The exercise:
In the passage about Moisture Festival volunteers, which volunteer job did Jack House say was his favorite?

Reading passage:
Cathy Larson admitted she not only had never before volunteered for Moisture Festival, she hadn’t volunteered much before at all.  As she filled out her requests for shifts (volunteers see the shows they ‘work’), she explained, “I came to Moisture Festival two years ago, and I just thought I want to be part of this.”  Larson does have a tendency that is particularly Moisture-esque, “I enjoy dressing up,” she admitted, “just get dressed up and be silly with it.”

Jack House first found the Moisture Festival through a website asking for volunteers.  He already had volunteered at ACT (one Festival venue) and altruistic reasons partially lead him to volunteer, including “giving back to the community.”   He also likes to put his free time to constructive use, and get in for free.  “It’s a way to see people display these talents,” House explained, “people who do crazy things.”  He’s worked 3 or 4 years for Moisture, as security, ticket booth and general schlepper – along with helping paint the ticket booth.  “My favorite,” he acknowledged, “was security.  Best seat in the house!”

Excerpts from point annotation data
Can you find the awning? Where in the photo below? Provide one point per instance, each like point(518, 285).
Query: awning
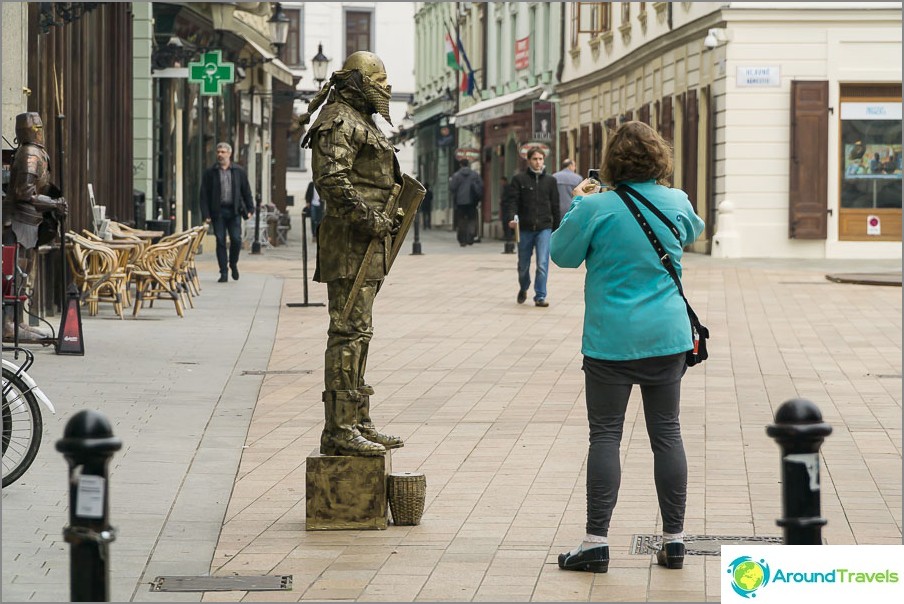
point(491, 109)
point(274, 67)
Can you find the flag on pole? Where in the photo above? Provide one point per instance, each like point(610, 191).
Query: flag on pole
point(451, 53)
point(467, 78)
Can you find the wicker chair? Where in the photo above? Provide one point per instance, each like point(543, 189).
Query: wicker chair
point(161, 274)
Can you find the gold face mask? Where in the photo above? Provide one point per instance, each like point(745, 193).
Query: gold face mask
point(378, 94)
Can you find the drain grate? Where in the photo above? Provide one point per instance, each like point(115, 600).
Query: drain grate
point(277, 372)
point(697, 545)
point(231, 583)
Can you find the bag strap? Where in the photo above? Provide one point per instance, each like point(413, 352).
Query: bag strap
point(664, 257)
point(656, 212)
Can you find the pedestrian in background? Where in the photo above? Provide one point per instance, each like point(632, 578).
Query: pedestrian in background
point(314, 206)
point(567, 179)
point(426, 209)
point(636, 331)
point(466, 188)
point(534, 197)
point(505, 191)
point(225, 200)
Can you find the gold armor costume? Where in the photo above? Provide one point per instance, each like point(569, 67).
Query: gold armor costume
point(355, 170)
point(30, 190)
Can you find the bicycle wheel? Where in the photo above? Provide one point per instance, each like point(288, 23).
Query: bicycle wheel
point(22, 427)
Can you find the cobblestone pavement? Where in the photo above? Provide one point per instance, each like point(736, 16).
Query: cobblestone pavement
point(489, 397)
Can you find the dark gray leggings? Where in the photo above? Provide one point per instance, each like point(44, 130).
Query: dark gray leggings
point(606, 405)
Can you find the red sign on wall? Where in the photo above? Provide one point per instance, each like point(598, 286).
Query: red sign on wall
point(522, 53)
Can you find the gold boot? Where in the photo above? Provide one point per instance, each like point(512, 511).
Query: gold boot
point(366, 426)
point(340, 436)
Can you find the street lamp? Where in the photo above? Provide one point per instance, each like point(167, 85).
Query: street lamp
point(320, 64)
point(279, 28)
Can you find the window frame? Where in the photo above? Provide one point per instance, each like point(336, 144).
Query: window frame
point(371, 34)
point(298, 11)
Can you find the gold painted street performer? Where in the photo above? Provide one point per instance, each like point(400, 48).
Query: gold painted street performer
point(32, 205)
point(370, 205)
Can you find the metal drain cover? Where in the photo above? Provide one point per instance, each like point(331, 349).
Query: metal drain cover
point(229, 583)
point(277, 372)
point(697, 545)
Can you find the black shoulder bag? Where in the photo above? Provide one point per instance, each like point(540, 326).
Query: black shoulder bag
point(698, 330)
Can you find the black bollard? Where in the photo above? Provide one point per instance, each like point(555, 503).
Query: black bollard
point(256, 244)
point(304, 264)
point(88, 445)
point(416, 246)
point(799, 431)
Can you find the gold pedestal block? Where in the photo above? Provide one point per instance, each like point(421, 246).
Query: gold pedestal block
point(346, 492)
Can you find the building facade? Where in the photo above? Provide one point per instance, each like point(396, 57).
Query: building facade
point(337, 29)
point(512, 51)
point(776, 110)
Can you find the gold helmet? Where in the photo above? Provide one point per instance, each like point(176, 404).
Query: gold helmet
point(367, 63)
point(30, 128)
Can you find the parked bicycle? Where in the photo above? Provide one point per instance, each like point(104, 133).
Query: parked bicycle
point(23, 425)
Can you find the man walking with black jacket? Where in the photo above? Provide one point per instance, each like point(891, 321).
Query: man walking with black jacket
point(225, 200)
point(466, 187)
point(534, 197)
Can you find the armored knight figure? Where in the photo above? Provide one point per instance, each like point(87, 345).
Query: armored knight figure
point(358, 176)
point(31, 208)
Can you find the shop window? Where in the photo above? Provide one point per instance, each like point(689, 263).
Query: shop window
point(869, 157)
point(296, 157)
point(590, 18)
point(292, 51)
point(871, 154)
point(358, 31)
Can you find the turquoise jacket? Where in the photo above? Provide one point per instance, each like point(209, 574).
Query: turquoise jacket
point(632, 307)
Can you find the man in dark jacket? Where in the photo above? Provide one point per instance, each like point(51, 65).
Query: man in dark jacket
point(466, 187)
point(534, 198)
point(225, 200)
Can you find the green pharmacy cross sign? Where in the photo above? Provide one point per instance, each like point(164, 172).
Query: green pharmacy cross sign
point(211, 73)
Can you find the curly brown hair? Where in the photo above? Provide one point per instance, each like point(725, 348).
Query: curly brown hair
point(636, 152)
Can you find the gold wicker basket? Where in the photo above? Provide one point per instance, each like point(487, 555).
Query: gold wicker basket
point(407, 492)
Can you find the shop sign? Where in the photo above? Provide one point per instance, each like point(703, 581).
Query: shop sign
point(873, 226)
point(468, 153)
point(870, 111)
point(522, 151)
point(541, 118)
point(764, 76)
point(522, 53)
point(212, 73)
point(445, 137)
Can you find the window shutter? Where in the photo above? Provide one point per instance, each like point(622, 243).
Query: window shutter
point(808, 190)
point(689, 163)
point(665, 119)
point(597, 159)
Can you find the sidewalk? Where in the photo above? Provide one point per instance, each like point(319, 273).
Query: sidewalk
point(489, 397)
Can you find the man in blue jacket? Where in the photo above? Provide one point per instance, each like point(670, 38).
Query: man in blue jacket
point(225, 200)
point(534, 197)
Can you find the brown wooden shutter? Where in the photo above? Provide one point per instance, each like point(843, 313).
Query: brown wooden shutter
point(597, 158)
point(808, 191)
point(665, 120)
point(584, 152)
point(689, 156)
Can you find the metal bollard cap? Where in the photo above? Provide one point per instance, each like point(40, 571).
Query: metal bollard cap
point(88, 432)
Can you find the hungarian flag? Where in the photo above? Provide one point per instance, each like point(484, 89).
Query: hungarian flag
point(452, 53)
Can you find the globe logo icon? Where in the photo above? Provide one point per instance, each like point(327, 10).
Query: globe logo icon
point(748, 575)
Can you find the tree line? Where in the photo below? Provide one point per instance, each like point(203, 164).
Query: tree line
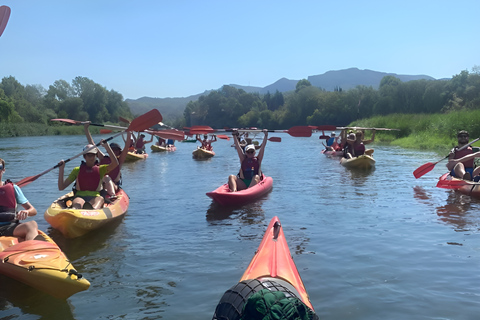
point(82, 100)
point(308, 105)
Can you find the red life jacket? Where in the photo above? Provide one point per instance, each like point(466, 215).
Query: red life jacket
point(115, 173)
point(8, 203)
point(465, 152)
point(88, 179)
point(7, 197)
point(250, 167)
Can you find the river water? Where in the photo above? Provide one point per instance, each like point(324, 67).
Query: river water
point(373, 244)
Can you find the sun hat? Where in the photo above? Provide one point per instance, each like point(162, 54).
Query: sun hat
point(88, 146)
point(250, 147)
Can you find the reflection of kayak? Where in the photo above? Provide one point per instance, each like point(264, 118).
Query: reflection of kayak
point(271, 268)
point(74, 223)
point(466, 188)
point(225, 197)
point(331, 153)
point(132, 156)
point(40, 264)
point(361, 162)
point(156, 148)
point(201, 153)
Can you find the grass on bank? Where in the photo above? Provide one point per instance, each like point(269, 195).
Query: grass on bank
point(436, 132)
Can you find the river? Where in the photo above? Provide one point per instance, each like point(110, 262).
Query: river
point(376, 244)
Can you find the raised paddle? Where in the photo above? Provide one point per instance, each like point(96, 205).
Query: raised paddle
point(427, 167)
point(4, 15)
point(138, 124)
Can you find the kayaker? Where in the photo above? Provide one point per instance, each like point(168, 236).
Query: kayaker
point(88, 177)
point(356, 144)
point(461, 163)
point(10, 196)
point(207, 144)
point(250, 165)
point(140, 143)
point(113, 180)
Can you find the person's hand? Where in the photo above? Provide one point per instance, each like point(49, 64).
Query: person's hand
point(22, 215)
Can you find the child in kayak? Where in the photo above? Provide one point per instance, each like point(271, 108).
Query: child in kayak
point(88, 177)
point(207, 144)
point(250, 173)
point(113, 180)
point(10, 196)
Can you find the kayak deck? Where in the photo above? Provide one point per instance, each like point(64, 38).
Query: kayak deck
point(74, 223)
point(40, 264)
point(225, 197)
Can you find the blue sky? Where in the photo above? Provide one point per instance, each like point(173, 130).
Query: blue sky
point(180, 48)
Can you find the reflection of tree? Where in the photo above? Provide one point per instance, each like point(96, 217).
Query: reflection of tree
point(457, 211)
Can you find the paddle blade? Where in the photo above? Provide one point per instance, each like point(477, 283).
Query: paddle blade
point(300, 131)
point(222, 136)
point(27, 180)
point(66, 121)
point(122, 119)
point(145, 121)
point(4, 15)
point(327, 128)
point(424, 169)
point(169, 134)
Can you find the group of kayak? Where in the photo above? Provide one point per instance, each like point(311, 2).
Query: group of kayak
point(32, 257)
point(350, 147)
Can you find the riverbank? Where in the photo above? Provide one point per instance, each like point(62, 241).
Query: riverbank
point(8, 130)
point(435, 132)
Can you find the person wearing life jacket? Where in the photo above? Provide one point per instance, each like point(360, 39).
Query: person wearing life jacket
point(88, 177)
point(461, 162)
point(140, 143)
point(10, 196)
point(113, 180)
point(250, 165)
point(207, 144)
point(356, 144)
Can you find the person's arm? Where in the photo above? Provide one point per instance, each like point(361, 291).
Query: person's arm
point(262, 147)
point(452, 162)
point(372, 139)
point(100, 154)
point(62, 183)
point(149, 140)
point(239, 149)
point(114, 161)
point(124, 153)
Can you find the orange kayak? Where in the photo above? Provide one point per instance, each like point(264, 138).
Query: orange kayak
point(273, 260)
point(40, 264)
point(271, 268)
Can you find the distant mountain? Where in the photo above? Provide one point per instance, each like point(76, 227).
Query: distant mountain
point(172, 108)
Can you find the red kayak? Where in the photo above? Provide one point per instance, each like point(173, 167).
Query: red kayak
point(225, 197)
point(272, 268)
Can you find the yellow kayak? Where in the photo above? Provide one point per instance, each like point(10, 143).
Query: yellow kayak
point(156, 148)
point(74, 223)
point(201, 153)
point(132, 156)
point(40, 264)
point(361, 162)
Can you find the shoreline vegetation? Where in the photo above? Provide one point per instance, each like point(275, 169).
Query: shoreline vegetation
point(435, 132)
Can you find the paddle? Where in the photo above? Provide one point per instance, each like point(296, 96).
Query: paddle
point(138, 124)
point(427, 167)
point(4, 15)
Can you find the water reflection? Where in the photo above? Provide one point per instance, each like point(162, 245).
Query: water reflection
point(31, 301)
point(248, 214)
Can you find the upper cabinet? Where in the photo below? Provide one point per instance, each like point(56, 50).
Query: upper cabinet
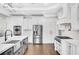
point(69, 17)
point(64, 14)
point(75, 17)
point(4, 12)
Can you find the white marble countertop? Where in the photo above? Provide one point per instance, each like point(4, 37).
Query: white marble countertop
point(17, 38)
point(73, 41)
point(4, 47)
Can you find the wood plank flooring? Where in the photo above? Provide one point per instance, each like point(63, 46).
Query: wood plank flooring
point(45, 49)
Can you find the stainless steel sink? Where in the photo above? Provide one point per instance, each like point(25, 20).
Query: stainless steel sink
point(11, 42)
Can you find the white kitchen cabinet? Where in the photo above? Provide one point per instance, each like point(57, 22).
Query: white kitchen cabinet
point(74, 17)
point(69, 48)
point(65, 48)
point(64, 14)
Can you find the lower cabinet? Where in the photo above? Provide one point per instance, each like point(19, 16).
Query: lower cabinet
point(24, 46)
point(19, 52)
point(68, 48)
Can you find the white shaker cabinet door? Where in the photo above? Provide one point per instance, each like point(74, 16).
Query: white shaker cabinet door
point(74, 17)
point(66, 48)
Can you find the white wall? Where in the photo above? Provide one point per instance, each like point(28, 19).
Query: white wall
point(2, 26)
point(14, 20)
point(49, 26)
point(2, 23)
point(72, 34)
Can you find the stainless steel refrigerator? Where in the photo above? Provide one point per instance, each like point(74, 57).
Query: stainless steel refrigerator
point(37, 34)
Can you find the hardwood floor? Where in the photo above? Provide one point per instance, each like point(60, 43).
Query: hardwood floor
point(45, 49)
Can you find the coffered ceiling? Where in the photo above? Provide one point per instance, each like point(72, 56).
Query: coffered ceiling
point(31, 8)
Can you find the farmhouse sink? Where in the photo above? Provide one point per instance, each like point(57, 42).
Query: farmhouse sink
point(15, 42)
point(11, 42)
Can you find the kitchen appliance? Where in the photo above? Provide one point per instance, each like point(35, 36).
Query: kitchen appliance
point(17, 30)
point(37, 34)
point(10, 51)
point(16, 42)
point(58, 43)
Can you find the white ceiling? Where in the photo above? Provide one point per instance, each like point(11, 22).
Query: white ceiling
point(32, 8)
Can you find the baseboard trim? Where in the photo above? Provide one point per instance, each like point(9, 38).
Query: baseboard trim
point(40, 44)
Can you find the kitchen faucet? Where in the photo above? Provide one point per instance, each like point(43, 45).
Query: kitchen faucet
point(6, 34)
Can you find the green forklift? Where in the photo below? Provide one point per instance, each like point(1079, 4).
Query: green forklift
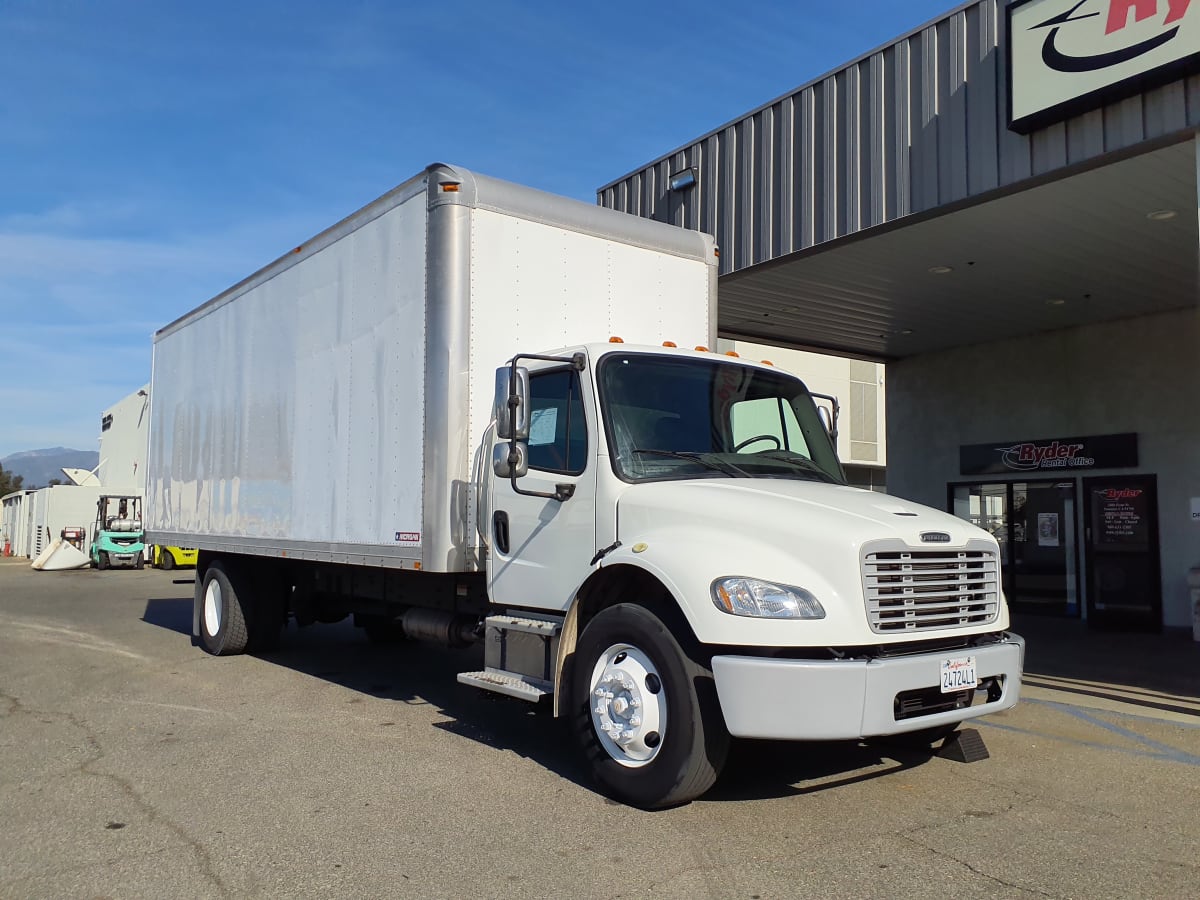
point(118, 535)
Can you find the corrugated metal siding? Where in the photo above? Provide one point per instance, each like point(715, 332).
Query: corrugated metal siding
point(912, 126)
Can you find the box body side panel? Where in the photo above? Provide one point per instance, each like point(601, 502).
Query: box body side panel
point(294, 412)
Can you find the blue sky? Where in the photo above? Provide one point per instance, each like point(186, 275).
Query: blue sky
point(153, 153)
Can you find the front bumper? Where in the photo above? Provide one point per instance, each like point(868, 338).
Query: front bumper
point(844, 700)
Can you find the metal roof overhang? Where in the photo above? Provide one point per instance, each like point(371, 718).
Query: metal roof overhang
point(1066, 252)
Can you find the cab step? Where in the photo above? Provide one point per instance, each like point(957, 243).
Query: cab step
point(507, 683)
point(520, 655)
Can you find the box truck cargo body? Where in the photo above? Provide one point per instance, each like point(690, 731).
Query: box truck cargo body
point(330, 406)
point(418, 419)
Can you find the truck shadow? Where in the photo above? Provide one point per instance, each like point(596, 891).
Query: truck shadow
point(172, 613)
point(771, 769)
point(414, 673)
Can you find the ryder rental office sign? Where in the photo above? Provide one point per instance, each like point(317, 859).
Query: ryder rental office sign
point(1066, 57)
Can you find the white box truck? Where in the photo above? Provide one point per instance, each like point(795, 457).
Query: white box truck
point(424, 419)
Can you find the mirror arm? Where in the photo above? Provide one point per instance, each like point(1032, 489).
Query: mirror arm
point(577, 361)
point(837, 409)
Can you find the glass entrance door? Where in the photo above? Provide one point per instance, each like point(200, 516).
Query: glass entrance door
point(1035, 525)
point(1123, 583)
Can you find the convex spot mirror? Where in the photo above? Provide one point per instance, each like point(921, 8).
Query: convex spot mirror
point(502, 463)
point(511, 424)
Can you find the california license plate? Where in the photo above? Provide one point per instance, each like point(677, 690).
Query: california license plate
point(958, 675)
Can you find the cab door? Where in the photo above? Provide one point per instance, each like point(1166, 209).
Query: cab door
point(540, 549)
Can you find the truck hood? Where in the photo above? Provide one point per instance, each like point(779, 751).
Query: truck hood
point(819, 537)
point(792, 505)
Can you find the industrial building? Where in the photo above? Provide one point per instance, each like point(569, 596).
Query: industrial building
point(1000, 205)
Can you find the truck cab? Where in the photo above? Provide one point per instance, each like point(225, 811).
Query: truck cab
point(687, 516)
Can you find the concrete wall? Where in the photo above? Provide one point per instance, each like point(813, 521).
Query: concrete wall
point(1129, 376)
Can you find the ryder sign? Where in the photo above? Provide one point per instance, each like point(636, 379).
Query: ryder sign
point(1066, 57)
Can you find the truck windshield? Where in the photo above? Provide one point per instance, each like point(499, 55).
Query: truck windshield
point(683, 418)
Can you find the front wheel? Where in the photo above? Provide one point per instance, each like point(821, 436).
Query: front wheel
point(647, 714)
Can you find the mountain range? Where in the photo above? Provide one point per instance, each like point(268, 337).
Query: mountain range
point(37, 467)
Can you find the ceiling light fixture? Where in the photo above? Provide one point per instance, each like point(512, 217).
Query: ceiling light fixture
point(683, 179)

Written answer:
Security